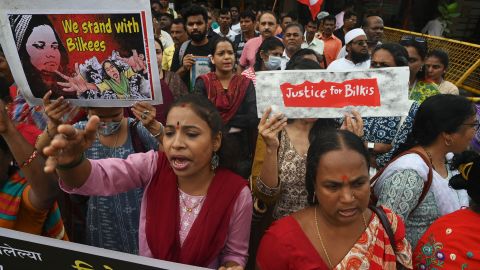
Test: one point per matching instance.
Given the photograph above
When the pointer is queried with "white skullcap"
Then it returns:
(352, 34)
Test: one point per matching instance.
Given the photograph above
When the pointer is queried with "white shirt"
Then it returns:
(344, 64)
(231, 34)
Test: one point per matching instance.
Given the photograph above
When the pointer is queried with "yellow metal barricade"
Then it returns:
(464, 66)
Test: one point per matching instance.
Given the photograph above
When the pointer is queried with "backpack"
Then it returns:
(426, 186)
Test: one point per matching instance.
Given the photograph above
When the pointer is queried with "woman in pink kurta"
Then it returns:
(194, 210)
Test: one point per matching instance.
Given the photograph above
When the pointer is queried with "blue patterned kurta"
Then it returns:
(112, 221)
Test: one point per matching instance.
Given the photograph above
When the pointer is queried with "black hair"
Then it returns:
(303, 64)
(330, 18)
(328, 140)
(437, 114)
(288, 15)
(299, 56)
(160, 15)
(349, 14)
(178, 21)
(205, 109)
(420, 47)
(248, 14)
(159, 42)
(468, 164)
(399, 53)
(268, 44)
(194, 10)
(214, 48)
(441, 55)
(299, 26)
(225, 11)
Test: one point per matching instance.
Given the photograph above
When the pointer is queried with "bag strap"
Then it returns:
(426, 186)
(386, 224)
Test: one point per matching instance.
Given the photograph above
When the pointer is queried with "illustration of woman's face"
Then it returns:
(111, 71)
(42, 47)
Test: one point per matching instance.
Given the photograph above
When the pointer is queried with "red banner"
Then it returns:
(356, 92)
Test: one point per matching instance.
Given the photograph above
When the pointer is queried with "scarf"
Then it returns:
(10, 201)
(227, 101)
(208, 233)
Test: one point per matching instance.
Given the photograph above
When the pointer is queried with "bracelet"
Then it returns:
(29, 159)
(71, 165)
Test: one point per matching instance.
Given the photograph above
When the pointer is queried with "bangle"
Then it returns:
(29, 159)
(71, 165)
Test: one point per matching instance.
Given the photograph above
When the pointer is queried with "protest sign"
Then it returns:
(324, 94)
(23, 251)
(201, 66)
(94, 53)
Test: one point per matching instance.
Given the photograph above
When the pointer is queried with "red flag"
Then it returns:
(313, 5)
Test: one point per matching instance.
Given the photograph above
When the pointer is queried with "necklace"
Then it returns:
(321, 240)
(185, 207)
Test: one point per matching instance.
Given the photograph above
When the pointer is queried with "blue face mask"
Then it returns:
(109, 128)
(274, 62)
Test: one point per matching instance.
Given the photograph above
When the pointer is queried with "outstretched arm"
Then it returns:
(44, 186)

• • •

Return each line exactly as written. Any picture gets left out.

Test: one point per matching instance.
Given the photograph above
When the pointer is queried with "white skullcap"
Then it returns:
(352, 34)
Test: one point per matching instance.
Given the photograph above
When the pointer is queried with "white shirt"
Then it returns:
(344, 64)
(231, 34)
Test: one point per matching instance.
Given the photograph above
When the pointer is queried with "yellow metal barricade"
Then it returns:
(464, 66)
Test: one point per matching instance.
Given the photograph above
When the pointer is queried with "backpack"
Then it returns:
(426, 186)
Test: one point per matching instance.
Given the photograph above
When the pointer is queried with "woman in pink kurta"
Then it returns:
(194, 210)
Test: one point per matching instance.
Given the photograph above
When the pointer is queried with "blue patterned kurta"
Then it returns:
(112, 221)
Test: one point per matching instance.
Given the photograph above
When the pointer is queried with "black hair"
Then it returns:
(303, 64)
(330, 18)
(328, 140)
(437, 114)
(288, 15)
(299, 56)
(160, 15)
(349, 14)
(178, 21)
(205, 109)
(420, 47)
(248, 14)
(159, 42)
(468, 164)
(399, 53)
(268, 44)
(194, 10)
(214, 48)
(441, 55)
(299, 26)
(225, 11)
Test: one point per matching instance.
Given the photograph above
When the pointer is queried with "bag strap"
Then it returns:
(426, 186)
(386, 224)
Test: one point per matching instance.
Given the photograph above
When the pointer is queried with "illustration of woman's face"
Then it returns:
(111, 71)
(42, 47)
Test: one point per matching instance.
Given the photograph above
When the pointer is queried with "red banner"
Then it returns:
(356, 92)
Test: one point per matching instance.
Given the photograph above
When the pointer is queried with "scarf"
Then it returns:
(10, 201)
(227, 101)
(208, 233)
Test: one point per matching instance.
Given the photograph above
When the pointer is queried with "bracelet"
Then it returns:
(29, 159)
(71, 165)
Test: one point per matching instance.
Given the photograph above
When the pointer is queried with "bangle"
Then it returns:
(29, 159)
(71, 165)
Test: one point per matching instance.
Given the photograph above
When the pointer is queried with "protest sign"
Then it returns:
(324, 94)
(23, 251)
(201, 66)
(94, 53)
Test: one point per matching instance.
Given the photograph above
When the pointer is queried with "red flag"
Then it returns:
(313, 5)
Test: one point per matching instance.
Given the photograph above
When the pointer is queried with "necklace"
Then it returns:
(321, 240)
(185, 207)
Test: one point per matching instance.
Given the photograph above
When the pointer is queried with "blue face mask"
Then it returns:
(109, 128)
(274, 62)
Test: one point per matching instance.
Given the photograph above
When the pointer is queried with "outstretched arm"
Then it returns:
(44, 186)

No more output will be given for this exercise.